◆ SOURCE EXCERPT
★ ★ ★ ★ ★
You are wrong Chris on an empirical stance not requiring faith.  Shape
up boy, I have droned on about this before.  There is always some form
of epistemic risk management, current received wisdom being we should
trust evidence ahead of theory.  What always seems odd to me about the
godswank (collective noun) is that they are less prone to believe in
my invisible, blue six foot rabbit (with limited powers), than their
invisible, infinitely-sized god with omnipotence, usually on the
grounds that I am some kind of liar, but some ancient guy who talked
with snakes wasn't.  The key issues are to do with how much risk you
take with your epistemic base as you move further into theoretical
definition that is empirically testable.  That one can have religious
experience seems beyond doubt, what it is much more debatable than
what a photon is (though much may have to be done on that).  I suspect
the godswank like feeling special and so jerk up their epistemic risk
taking in order to exclude evidence.  Some separate their religious
moments from the rest of their lives, maybe a bit like those who are
only weekend junkies.  We can hook people on sensory deprivation
because the visions they have afterwards are so powerful.  Whatever we
do in epistemology, trust is involved, including trust that science
isn't just another set of rat-droppings, recipes or laundry lists
written by the prophet while he was chatting up the blue rabbit.
★ ★ ★ ★ ★
◆ MATERIAL SHOWN
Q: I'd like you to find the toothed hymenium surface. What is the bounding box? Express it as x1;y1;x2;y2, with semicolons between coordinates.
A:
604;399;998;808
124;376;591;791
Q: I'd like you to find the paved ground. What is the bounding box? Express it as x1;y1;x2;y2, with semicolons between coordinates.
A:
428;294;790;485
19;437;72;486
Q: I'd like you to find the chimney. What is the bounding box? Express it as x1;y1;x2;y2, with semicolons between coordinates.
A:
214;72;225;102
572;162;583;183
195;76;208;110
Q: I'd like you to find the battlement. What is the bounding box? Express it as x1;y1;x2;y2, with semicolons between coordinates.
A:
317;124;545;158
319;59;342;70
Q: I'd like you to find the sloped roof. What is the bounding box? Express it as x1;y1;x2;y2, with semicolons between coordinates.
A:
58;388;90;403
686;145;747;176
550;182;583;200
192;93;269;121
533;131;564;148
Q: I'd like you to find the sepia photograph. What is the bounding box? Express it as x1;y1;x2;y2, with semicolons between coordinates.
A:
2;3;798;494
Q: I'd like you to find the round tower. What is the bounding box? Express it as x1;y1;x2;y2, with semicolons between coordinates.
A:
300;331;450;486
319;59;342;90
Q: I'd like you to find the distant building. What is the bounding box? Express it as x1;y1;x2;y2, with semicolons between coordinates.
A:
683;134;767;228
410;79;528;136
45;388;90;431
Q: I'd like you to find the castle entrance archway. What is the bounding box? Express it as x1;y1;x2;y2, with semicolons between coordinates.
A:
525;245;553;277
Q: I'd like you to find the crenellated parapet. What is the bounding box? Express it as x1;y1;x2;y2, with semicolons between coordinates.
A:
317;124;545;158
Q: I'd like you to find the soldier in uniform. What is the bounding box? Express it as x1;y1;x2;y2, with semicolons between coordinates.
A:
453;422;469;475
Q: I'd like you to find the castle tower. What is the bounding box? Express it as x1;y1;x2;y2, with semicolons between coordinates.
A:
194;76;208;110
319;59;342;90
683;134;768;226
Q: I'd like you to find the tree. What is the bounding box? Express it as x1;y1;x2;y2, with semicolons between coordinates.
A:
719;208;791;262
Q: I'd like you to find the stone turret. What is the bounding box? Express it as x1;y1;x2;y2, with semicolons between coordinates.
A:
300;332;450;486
★ ★ ★ ★ ★
◆ PROBLEM SET
**1.** Answer these about the post on faith and evidence:
(a) According to current received wisdom, what should we trust ahead of theory?
(b) How does the writer describe their own invisible creature?
(c) Why can people be hooked on sensory deprivation?
**2.** Carry the post on faith and evidence further, picking up after its final sentence.

◆ RESULTS
**1.**
(a) Evidence.
(b) As an invisible, blue, six-foot rabbit with limited powers.
(c) Because the visions they have afterward are so powerful.

**2.**
On 28 Jan, 17:30, Pat <[email protected]> wrote:
> On 28 Jan, 15:45, fiddler <[email protected]> wrote:
>
> > nice somersaulting around logic. Here's Your disconnect: You need
> > faith to believe IN something for which their is no proof. To not
> > believe is simply that, not believing until proof is furnished. Just
> > as theists have a problem with understanding what words like dogma,
> > evidence, theory of____, and believe mean and how to use them, you are
> > misusing the term faith in the same manner.
>
> And you have faith in that.  Heck, I don't mind being accused of
> having faith.  According to Pascal's wager, it's far safer; so I could
> only say, good luck to you.  And I really do mean that!!
>
>
>
> > On Jan 28, 5:46 am, Pat <[email protected]> wrote:
>
> > > On 28 Jan, 12:55, Ian Pollard <[email protected]> wrote:
>
> > > > On 28 January 2010 12:30, Pat <[email protected]> wrote:
>
> > > > > So, it boils down to the fact that you have faith that there is no
> > > > > 'soul'.  Okey doke, I can accept that.
>
> > > > Got a name for that straw man, Pat? :)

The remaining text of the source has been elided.